(Source extract Opens)

VELscope is painless device that enables dentists to detect signs of oral cancer

Dr. David Stein of Schenectady is one of the first dentists in the area to use the VELscope (Visuall
Dr. David Stein, a Schenectady dentist, uses a VELscope to examine soft tissue areas in the mouth of patient Kevin Hubbley.
PHOTOGRAPHER:
Dr. David Stein, a Schenectady dentist, uses a VELscope to examine soft tissue areas in the mouth of patient Kevin Hubbley.

Kevin Hubbley, 47, is concerned about oral cancer.

“After you get past 40, you’re always looking for early detection of anything,” said the flight engineer at the Air National Guard Base who lives in Glenville.

That’s why, when Hubbley received a letter from Dr. David Stein of Union Avenue, Schenectady, saying his office was one of the first in the area to use the VELscope, (Visually Enhanced Lesion scope) a customized optical device that allows dentists to visualize whether a patient might have a developing oral cancer, Hubbley made an appointment to have the test.

(Source extract Closes)
(Records supplied Opens)

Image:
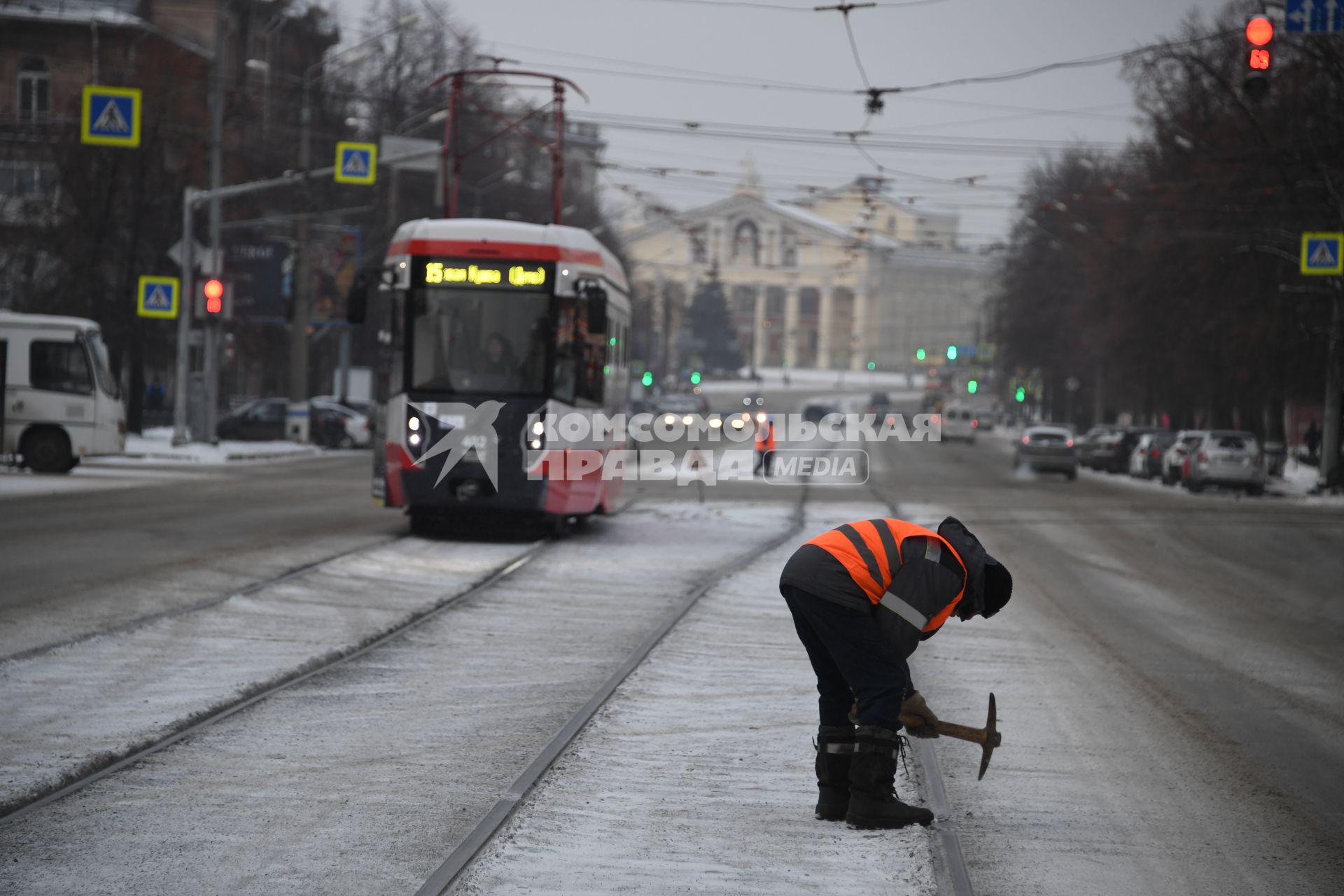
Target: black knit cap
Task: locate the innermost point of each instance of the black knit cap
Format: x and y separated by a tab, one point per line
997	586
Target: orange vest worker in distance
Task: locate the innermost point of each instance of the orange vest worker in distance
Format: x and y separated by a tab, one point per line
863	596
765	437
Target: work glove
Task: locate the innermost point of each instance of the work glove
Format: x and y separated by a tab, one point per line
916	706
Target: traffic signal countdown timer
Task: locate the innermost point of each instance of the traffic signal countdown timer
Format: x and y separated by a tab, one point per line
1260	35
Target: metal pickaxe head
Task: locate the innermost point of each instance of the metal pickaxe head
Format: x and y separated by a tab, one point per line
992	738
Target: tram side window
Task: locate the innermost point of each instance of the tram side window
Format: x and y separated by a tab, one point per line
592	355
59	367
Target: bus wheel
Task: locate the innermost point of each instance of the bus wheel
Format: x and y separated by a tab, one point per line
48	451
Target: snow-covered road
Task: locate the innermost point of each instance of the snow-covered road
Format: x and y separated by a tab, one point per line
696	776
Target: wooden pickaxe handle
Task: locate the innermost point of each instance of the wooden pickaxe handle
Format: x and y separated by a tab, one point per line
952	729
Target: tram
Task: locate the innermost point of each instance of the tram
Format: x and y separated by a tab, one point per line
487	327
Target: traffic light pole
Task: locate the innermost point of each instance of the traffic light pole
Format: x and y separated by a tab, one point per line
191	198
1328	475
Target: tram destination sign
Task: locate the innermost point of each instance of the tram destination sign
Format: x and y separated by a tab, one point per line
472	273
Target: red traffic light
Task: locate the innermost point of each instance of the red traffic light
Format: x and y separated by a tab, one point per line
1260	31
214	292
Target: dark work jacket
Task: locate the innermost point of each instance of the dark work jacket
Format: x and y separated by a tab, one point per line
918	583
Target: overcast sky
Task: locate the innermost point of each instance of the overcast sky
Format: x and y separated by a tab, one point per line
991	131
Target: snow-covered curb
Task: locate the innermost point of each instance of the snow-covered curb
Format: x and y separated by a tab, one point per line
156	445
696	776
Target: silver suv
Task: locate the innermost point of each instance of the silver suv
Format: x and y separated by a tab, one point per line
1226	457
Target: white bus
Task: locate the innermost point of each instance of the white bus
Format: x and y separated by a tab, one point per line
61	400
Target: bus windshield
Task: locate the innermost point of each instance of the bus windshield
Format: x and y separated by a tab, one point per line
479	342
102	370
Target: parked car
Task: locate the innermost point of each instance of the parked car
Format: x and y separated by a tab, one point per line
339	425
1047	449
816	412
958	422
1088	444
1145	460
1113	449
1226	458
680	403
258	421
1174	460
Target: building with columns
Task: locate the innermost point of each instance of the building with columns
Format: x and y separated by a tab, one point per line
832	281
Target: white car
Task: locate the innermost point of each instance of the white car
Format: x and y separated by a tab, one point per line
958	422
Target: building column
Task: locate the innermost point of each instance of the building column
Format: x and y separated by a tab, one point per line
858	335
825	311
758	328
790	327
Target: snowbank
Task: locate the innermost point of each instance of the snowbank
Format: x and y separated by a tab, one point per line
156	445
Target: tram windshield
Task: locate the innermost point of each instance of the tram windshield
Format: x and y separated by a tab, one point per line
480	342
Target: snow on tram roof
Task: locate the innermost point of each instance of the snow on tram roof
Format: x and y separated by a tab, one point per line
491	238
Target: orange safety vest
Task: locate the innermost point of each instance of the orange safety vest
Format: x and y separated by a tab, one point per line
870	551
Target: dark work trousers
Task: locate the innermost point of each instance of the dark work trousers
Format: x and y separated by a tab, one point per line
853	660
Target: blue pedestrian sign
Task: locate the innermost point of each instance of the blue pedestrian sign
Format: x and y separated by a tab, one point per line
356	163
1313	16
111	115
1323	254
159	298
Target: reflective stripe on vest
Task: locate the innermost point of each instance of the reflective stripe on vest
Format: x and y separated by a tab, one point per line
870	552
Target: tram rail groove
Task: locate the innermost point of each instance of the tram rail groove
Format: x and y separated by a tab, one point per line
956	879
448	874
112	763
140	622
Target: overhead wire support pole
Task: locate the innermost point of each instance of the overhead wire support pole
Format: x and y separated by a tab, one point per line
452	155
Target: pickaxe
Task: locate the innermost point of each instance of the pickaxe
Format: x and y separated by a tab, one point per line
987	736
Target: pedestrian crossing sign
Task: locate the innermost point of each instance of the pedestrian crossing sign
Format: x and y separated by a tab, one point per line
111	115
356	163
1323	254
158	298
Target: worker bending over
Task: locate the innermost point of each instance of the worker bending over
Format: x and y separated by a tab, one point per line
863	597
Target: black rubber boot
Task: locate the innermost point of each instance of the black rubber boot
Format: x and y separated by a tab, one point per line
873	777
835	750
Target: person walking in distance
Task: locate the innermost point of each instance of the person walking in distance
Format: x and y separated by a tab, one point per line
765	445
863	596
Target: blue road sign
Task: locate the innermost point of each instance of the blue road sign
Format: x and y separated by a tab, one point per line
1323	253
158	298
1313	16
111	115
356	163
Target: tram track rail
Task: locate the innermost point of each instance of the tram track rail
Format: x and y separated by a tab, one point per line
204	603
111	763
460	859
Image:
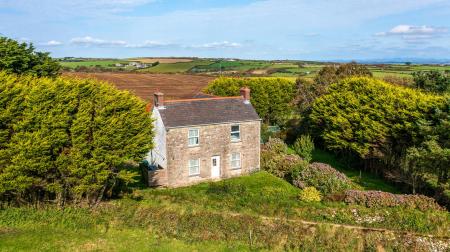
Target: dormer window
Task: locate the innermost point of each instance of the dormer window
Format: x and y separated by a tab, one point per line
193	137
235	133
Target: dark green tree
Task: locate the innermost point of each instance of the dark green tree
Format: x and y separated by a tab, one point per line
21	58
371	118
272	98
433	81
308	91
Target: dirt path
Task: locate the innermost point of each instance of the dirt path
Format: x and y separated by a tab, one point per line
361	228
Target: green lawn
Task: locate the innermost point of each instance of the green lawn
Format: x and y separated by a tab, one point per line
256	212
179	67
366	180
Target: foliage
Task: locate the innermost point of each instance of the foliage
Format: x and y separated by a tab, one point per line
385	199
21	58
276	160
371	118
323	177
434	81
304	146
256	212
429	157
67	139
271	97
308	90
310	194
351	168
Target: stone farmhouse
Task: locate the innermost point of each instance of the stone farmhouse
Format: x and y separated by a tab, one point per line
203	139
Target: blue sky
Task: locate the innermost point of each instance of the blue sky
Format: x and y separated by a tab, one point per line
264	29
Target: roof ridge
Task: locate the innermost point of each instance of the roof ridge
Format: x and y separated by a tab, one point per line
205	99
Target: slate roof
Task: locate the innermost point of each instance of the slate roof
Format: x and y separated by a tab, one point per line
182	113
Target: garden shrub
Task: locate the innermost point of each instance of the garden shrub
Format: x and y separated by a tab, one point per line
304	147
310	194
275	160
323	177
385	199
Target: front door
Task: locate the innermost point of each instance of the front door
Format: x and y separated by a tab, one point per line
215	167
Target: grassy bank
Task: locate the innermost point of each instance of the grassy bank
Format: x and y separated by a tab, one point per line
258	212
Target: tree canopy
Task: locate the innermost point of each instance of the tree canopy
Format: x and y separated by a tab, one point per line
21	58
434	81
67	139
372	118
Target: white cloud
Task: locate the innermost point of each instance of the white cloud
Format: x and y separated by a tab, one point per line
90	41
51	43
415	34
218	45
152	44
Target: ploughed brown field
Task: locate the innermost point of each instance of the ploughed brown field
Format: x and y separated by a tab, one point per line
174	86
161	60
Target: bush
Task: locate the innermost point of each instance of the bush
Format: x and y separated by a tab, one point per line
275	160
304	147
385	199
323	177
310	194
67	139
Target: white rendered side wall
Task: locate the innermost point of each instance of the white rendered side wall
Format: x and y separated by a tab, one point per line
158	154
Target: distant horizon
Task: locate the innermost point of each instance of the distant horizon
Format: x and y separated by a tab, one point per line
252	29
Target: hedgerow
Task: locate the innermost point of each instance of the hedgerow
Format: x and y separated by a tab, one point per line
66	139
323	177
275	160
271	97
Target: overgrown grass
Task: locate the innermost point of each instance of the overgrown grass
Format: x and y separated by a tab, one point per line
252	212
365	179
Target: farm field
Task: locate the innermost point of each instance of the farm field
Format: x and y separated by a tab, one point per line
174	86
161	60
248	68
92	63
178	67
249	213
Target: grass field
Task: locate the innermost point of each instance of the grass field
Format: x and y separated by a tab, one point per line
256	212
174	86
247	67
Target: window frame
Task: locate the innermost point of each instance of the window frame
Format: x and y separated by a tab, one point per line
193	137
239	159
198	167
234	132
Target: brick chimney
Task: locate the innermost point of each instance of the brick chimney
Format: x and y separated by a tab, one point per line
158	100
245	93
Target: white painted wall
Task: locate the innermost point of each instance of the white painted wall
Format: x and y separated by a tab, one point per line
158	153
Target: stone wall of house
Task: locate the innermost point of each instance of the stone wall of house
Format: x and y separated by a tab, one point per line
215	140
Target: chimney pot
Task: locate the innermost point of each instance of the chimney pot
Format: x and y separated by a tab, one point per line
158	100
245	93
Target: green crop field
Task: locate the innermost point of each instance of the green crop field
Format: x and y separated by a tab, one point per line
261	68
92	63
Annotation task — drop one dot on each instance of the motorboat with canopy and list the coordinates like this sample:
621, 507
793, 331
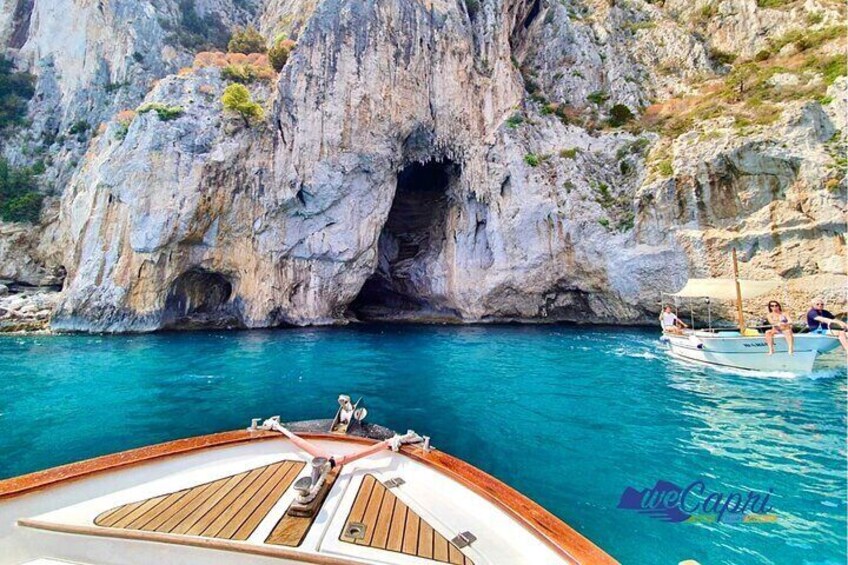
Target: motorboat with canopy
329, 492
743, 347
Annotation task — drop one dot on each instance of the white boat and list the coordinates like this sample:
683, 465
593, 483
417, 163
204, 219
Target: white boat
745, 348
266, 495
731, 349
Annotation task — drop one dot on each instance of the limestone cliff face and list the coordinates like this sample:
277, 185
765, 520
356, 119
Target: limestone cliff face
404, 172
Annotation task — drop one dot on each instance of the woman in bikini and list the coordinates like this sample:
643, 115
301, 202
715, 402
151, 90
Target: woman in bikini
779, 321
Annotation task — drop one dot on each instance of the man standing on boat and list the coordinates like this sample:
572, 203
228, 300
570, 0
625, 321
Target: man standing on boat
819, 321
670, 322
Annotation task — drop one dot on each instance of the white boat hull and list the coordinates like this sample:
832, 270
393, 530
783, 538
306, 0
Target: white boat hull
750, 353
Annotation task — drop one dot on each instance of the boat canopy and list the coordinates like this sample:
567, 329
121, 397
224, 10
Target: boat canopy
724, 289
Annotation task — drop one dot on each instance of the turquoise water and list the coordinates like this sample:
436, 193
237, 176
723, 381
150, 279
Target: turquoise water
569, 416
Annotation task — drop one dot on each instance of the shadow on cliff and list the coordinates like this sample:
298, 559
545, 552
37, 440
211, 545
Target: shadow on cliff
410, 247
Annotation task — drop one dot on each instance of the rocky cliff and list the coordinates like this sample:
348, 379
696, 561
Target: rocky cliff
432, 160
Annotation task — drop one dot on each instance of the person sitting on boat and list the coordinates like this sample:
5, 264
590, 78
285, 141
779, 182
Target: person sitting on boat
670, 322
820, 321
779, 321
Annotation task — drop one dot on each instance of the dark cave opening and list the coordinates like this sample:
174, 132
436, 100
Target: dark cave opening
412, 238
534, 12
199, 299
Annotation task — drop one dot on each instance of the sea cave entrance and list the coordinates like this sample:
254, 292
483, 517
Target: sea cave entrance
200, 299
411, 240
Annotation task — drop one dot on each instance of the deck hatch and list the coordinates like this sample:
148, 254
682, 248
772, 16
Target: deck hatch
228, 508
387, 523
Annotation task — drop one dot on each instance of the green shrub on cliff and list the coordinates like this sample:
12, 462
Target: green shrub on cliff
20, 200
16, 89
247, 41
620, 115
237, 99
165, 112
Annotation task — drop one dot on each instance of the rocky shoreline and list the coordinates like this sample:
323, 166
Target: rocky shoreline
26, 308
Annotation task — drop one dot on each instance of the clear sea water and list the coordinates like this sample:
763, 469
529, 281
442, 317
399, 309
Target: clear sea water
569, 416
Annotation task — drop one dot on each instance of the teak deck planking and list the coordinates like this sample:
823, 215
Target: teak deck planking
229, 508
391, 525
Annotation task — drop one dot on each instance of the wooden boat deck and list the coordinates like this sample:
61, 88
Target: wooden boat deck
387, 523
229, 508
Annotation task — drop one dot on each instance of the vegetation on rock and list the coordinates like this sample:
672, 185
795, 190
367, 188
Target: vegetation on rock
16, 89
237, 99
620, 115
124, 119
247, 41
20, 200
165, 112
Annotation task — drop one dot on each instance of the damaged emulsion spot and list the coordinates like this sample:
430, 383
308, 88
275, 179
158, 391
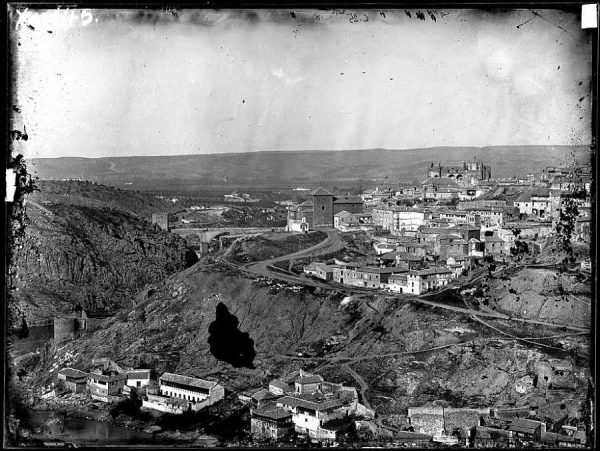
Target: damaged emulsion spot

(Records supplied Closes)

▸ **Task requirements**
a) Say whether each statement agrees with the VELscope article, answering yes or no and quoting the deciding words: (i) Kevin Hubbley is 47 years old. (ii) Kevin Hubbley lives in Schenectady. (iii) Dr. David Stein's office is on Union Avenue.
b) Please list every town and street named in the VELscope article.
c) Pick up the VELscope article after its final sentence and carry it forward.

▸ **Results by task**
a)
(i) Yes: "Kevin Hubbley, 47, is concerned about oral cancer."
(ii) No: "who lives in Glenville"
(iii) Yes: "Dr. David Stein of Union Avenue, Schenectady"

b) Schenectady, Glenville, Union Avenue

c)
Developed by researchers at the National Institutes of Health, this simple hand-held device emits a cone of blue light into the mouth that excites various molecules within the cells, causing them to absorb the light energy and re-emit it as visible pale green fluorescence if the oral tissue is normal. Tissue with potentially early tumor cells will appear dark green to black. Remove the light, and the fluorescence of tissue is no longer visible.

Color changes

Dentists look through an attached eye piece and watch for changes in color.

“It gives us an indication that something might be going on,” said Stein, who suggested that patients should have the exam once a year. “It takes two minutes literally to see beneath the surface to detect potentially dangerous growths that otherwise might be missed,” said Stein.

The test is non-invasive, meaning patients don’t feel anything.

A conventional oral screening exam includes looking inside a patient’s mouth for any lesions that might be visible to the naked eye and feeling the patient’s neck for any suspicious bumps.

Oral cancer is one of the few types of cancers that haven’t experienced a significantly reduced mortality rate in the past 30 years, said Stein. In fact, the number of North Americans developing oral cancer is three times the number who develop cervical cancer.

“The reason is because usually by the time oral cancer is found, it’s found at a later stage about 70 percent of the time, and often that’s too late,” said Stein.

If caught early, 90 percent of cases are curable.

Oral cancer has traditionally been associated with tobacco usage, and it’s true that the majority of oral cancer victims smoke, consume alcohol and are over 40.

But the group experiencing the highest growth rate of oral cancer incidence does not fit this traditional “at risk” profile. More and more oral cancer is striking younger people who don’t use tobacco or abuse alcohol.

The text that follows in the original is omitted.